What to work on ->
Reproduce the passage of the John Black article from "John Lambie Black (23" to "behind Gene Sarazen." word for word.

Document text ->
========================

Personal information
- Full name: John Lambie Black
- Born: 23 December 1879 Troon, Ayrshire, Scotland
- Died: 29 July 1963 (aged 83) Los Angeles, California
- Sporting nationality: Scotland

Career
- Status: Professional
- Professional wins: 4

Best results in major championships
- Masters Tournament: DNP
- PGA Championship: DNP
- U.S. Open: T2: 1922
- The Open Championship: DNP

= John Black (golfer) =

Scottish golfer

John Lambie Black (23 December 1879 – 29 July 1963) was a Scottish professional golfer.

== Professional career ==
Black finished in a tie for second place with Bobby Jones in the 1922 U.S. Open, a stroke behind Gene Sarazen.

== Personal life ==
In July 1922, Black was involved in an automobile accident that nearly took his life. It was only weeks after his runner-up performance at the U.S. Open.

His younger brother Davie was also a professional golfer.

==Professional wins (4)==
Note: This list may be incomplete.

- 1919 California State Open
- 1920 California State Open, Northern California Open
- 1930 Northern California PGA Championship

==Results in major championships==

| Tournament | 1919 | 1920 | 1921 | 1922 | 1923 |
|---|---|---|---|---|---|
| U.S. Open | WD |  |  | T2 | T26 |

Note: Black only played in the U.S. Open.

========================

Raw data ->
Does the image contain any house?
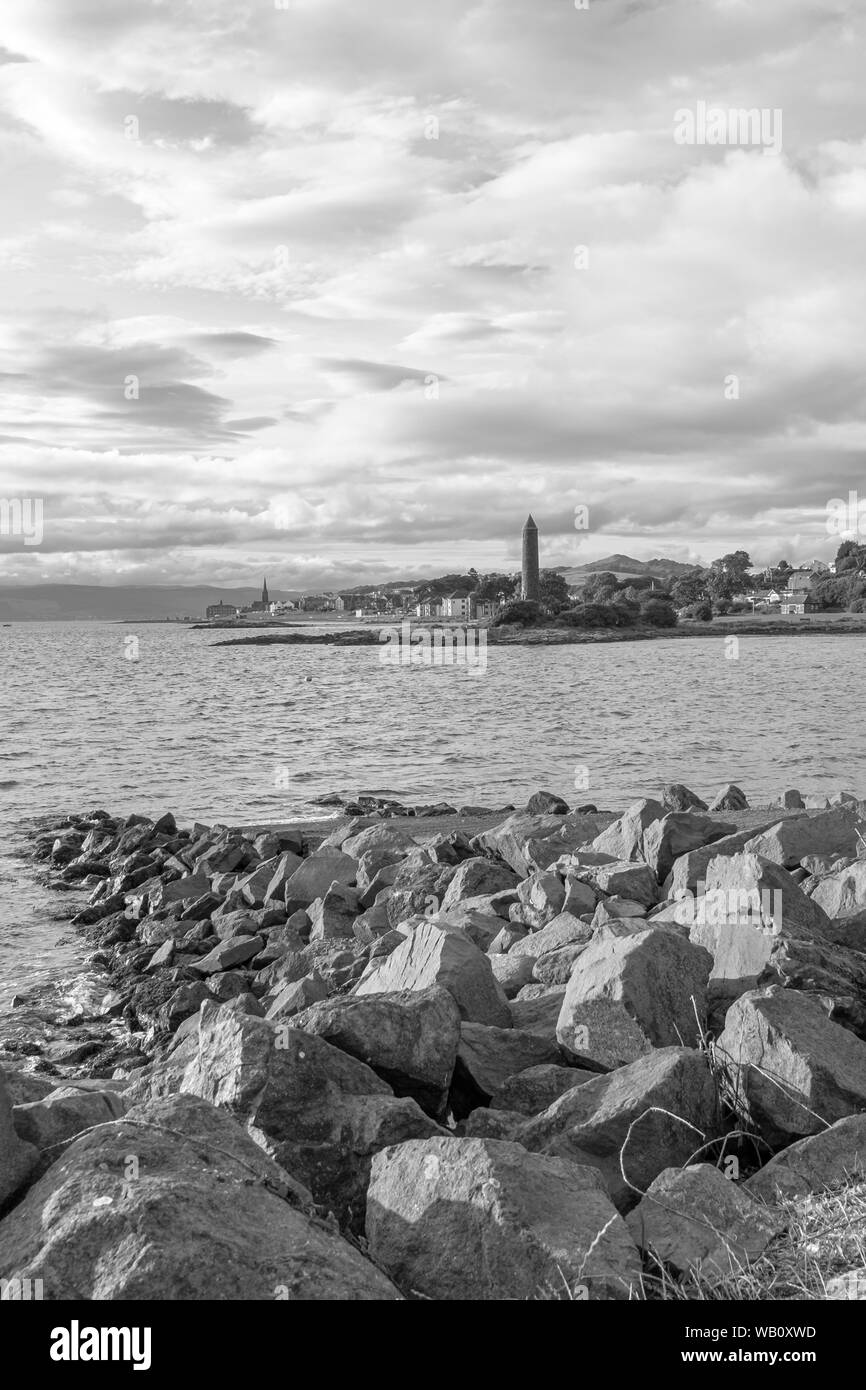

========================

Solution to this problem ->
John Lambie Black (23 December 1879 – 29 July 1963) was a Scottish professional golfer.

== Professional career ==
Black finished in a tie for second place with Bobby Jones in the 1922 U.S. Open, a stroke behind Gene Sarazen.